■ Objective
Every line below should be copied exactly; drop the pictures.

[BEGIN Source records]

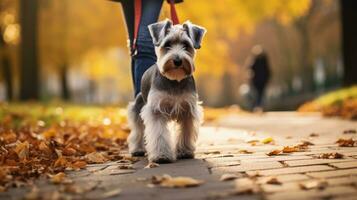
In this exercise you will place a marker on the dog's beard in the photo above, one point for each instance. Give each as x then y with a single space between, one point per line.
172 72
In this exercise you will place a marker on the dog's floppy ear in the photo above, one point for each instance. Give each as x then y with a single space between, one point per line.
195 33
159 30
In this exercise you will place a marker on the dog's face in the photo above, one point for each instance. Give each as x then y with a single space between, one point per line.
175 47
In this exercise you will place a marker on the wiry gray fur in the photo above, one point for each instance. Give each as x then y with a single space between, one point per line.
168 94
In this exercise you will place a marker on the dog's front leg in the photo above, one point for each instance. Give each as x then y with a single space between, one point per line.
186 138
135 139
157 136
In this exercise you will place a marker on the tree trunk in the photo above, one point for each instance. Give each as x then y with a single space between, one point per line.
7 77
29 80
349 41
6 69
64 83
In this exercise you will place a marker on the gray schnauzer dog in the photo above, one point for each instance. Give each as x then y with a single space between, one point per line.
168 94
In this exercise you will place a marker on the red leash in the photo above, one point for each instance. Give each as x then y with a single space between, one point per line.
137 18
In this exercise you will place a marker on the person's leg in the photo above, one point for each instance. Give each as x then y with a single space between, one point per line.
145 56
128 10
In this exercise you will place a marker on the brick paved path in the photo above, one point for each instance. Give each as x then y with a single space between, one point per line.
220 152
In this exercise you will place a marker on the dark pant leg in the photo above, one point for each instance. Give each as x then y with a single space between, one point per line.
128 9
145 56
260 95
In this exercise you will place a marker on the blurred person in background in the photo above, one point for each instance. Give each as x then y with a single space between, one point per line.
143 52
260 70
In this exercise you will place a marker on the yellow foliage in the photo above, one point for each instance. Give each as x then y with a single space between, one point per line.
224 20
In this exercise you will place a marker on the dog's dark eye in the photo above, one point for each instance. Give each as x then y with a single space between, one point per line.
167 45
186 45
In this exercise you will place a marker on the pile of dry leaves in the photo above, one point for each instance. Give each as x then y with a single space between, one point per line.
30 151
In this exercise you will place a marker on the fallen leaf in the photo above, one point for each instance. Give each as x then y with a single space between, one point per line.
61 162
58 178
43 147
273 181
22 149
111 193
228 177
274 152
307 143
330 156
314 184
346 142
267 140
175 182
212 152
314 135
152 165
290 149
253 142
69 151
245 151
79 164
245 186
350 131
95 157
34 194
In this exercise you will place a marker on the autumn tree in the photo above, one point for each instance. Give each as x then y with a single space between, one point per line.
29 79
349 41
9 33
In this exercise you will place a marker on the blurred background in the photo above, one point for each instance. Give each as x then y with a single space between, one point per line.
77 51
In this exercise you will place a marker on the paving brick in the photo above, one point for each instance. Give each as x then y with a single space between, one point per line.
290 170
312 194
223 164
343 165
270 188
335 173
295 163
342 180
351 196
249 166
284 178
277 158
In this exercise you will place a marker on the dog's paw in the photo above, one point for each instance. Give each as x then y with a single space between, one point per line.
185 155
162 160
138 153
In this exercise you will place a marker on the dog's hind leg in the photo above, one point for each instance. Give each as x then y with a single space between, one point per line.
135 139
157 136
187 136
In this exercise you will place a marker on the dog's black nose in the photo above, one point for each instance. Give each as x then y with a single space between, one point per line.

[END Source records]

■ Expected answer
In this exercise you will place a marker on the dog's beard in the photo above, one point for each instance. Give each as x then y with a single space between, one point per line.
172 72
In this exercise you will place a marker on the dog's floppy ear in the photo above, one point for each instance. Give each as x then y with a single space between, one point per line.
195 33
159 30
In this exercise you will place a marker on the dog's face in the photo above, one point for each instance. Give each as x then y with a single space between, one point per line.
175 47
In this exercise you will place a marker on the wiry gray fur in the photo above, one point for each instance. Give each as x then y with a single space between, one point per line.
168 94
In this exercise you will place a marker on the dog's front leg in the photo above, one point for each instance. Give each as x then y with a single space between, one point per line.
186 138
135 139
157 136
In this exercise you will place a marker on the tree trunk in the photo above, one point for each instance. Give each as x then y with a single space between, one point per line.
7 77
29 80
349 41
6 69
64 83
In this exercise you will place a marker on the gray schnauzer dog in the photo above, one point for each instance. Give each as x then y with a single space between, one point per line.
168 94
In this exercise you will place a marker on the red leash in the photo above, one point for each instance. Give each as x then y with a single space between, one point per line.
137 18
In this exercise you will place a marker on the person's leg in the photo above, one point for each instance. Give each as x then y with a single space between, one point per line.
145 56
128 10
In this exercise you will place a marker on the brick paved path in the photo above, one point for each instance. Give each as x then y with a single space between, one point per line.
220 152
In this exercise you will place a marker on the dark pant leg in the photo above, one point for each instance. Give each as x then y with a single space between, one point per line.
128 9
145 56
260 95
In this exercise you will place a marker on the blurred person in background in the photo above, one point for each instance. Give each as x then y with a single space between, one point per line.
143 52
260 70
In this exercise you will place a marker on the yellow foliage in the photo above, one point for each instance. Give each as x then y with a single space between, one point per line.
224 20
In this exercise you will place a marker on the dog's dark eye in the photo above, one point for each instance. Give each as x then y with a single space between, one point per line.
167 45
186 45
In this exercise you will place a marker on the pile of dry leaves in the photo above, one point for each instance. Give each as x then y with a single space between, one point per line.
30 151
In this exercise you will place a marker on the fallen leaf in the photo above, one point for each instance. Give each as x then y with a single space between, one point per line.
61 162
58 178
43 147
273 181
22 149
111 193
228 177
274 152
307 143
330 156
314 184
346 142
267 140
175 182
212 152
314 135
152 165
290 149
253 142
69 151
245 151
79 164
245 186
350 131
95 157
34 194
In this exercise you will place a marker on the autumn tree in the photo above, one point for each instance. Give each as x then y with a single space between, one point per line.
29 79
349 41
9 33
In this exercise you will place a marker on the blurred background in the photo above, one point for each instance. Give each as x then y with a single space between, one point per line.
77 51
In this exercise you will place a marker on the paving brick in the photo above, one point for each instance. Give each as x then y with a single space between, one point per line.
290 170
312 194
223 164
343 165
270 188
335 173
295 163
342 180
351 196
249 166
284 178
277 158
In this exercise you will place a marker on the dog's paw in the photo above, one point for each instance. Give each as x then y with a single space between, one point per line.
185 155
162 160
138 153
In this exercise you will place a marker on the dog's hind leg in the photo above, one point for each instance. Give each as x then y with a single space between, one point per line.
135 139
157 136
187 136
In this exercise you will place a marker on the dog's black nose in the photo above, one point for each instance. Give each as x then y with a single space between, one point per line.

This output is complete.